[EXTRACT PROVIDED]

What Does It Mean to Steward Well?

Steward. In the verb form, it means “to manage.” Essentially it means to oversee, govern, and regulate.

Question: I appreciate the image above of a man tenderly placing a young plant into the hands of a younger generation. The young hands, like the plant, are young ones. An investment is being entrusted into the next generation with the lesson of stewardship front and center.

With stewardship comes the reality of wisdom. There is a proper way of doing things. The new plant needs shepherding, tender and loving care, the right environment, nutrition, light, light, and more light. It needs water. It needs to be guarded from invasive species. It needs to be pruned and fertilized. It needs to be equipped to do what it is intended to do–reproduce and replicate.

Connection: In 1 Peter 4:10, the apostle of hope writes, “As each has received a gift, use it to serve one another, as good stewards of God’s varied grace.” Peter’s initial audience circa A.D. 62-63 was 1st-century Christians who were enduring suffering because of their faith in and allegiance to Christ amidst pagan authorities in what is much of present-day Turkey. They were trying to be salt and light in their generation. But they needed encouragement. That’s where Peter’s epistle comes in.

[/EXTRACT PROVIDED]

(TASK TO CARRY OUT) Quote, word for word, the stretch of the stewardship piece that opens with the words containing "Steward. In the" and closes with "do–reproduce and replicate.". The data that comes next is separate from the stewardship piece.

[DATA EXCERPTS]

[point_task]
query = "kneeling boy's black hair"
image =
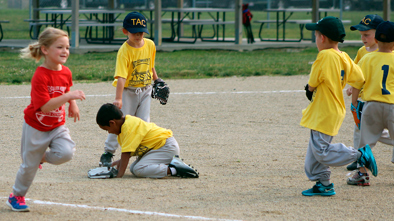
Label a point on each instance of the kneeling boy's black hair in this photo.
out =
(108, 112)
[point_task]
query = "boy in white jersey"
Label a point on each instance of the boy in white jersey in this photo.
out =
(331, 71)
(367, 28)
(134, 73)
(378, 93)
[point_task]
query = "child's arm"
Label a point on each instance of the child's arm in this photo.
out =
(119, 92)
(121, 164)
(311, 88)
(355, 93)
(56, 102)
(73, 110)
(154, 74)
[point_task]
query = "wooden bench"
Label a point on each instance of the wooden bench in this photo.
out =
(107, 31)
(38, 23)
(1, 28)
(300, 22)
(215, 25)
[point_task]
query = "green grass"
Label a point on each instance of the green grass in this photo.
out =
(175, 65)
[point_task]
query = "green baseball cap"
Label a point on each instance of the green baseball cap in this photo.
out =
(329, 26)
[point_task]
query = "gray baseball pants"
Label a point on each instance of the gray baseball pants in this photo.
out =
(154, 164)
(34, 145)
(321, 154)
(135, 102)
(375, 118)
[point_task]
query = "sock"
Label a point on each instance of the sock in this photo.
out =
(325, 182)
(173, 171)
(358, 155)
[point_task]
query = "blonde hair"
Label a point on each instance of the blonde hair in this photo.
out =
(46, 38)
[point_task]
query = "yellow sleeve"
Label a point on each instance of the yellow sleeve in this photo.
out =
(316, 76)
(359, 84)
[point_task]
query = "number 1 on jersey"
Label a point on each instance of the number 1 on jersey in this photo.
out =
(385, 69)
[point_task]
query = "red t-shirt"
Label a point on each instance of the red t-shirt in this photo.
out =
(47, 84)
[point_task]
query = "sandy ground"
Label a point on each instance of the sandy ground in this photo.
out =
(242, 134)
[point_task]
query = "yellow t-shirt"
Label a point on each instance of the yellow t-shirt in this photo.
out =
(138, 136)
(331, 71)
(361, 52)
(378, 70)
(135, 64)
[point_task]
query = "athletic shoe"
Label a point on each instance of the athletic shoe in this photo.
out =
(359, 179)
(182, 169)
(17, 203)
(352, 166)
(368, 160)
(106, 159)
(320, 190)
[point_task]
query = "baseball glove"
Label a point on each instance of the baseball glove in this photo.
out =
(160, 91)
(357, 112)
(309, 93)
(102, 173)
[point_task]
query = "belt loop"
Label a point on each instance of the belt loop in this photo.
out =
(138, 91)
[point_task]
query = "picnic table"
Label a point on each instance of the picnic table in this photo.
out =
(186, 16)
(103, 19)
(285, 19)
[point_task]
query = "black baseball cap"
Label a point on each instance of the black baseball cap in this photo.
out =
(385, 32)
(135, 22)
(329, 26)
(367, 23)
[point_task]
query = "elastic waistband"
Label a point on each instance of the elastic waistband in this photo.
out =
(138, 90)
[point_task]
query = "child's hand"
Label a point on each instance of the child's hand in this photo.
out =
(73, 111)
(349, 91)
(118, 103)
(77, 94)
(115, 163)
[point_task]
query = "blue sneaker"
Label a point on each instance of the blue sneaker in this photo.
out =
(17, 203)
(368, 160)
(320, 190)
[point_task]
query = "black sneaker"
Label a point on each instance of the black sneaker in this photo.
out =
(106, 159)
(352, 166)
(182, 169)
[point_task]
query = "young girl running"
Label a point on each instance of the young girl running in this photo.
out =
(44, 119)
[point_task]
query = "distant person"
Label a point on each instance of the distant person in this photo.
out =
(43, 125)
(156, 149)
(330, 73)
(367, 28)
(246, 21)
(134, 73)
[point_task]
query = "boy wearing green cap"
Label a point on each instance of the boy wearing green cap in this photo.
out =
(378, 94)
(367, 28)
(331, 71)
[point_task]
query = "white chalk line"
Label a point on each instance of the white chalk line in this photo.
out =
(122, 210)
(186, 93)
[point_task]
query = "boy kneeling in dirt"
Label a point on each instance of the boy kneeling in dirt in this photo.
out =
(156, 149)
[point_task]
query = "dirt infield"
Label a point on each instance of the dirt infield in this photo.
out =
(242, 134)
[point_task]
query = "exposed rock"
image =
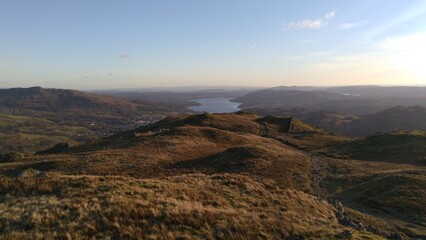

[/DATA EXCERPTS]

(TASK SOLUTION)
Steward. In the verb form, it means “to manage.” Essentially it means to oversee, govern, and regulate.

Question: I appreciate the image above of a man tenderly placing a young plant into the hands of a younger generation. The young hands, like the plant, are young ones. An investment is being entrusted into the next generation with the lesson of stewardship front and center.

With stewardship comes the reality of wisdom. There is a proper way of doing things. The new plant needs shepherding, tender and loving care, the right environment, nutrition, light, light, and more light. It needs water. It needs to be guarded from invasive species. It needs to be pruned and fertilized. It needs to be equipped to do what it is intended to do–reproduce and replicate.